[START]
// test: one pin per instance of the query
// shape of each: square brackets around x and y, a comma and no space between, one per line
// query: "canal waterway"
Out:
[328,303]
[END]
WHAT YOU HAVE TO DO:
Recast every line of the listing above as a numbered list, leaving out blank lines.

TASK RESULT:
1. // test: one pin per instance of the query
2. // shape of each: square brackets around x and y, a comma and no space between, one per line
3. // query: "canal waterway"
4. Out:
5. [328,303]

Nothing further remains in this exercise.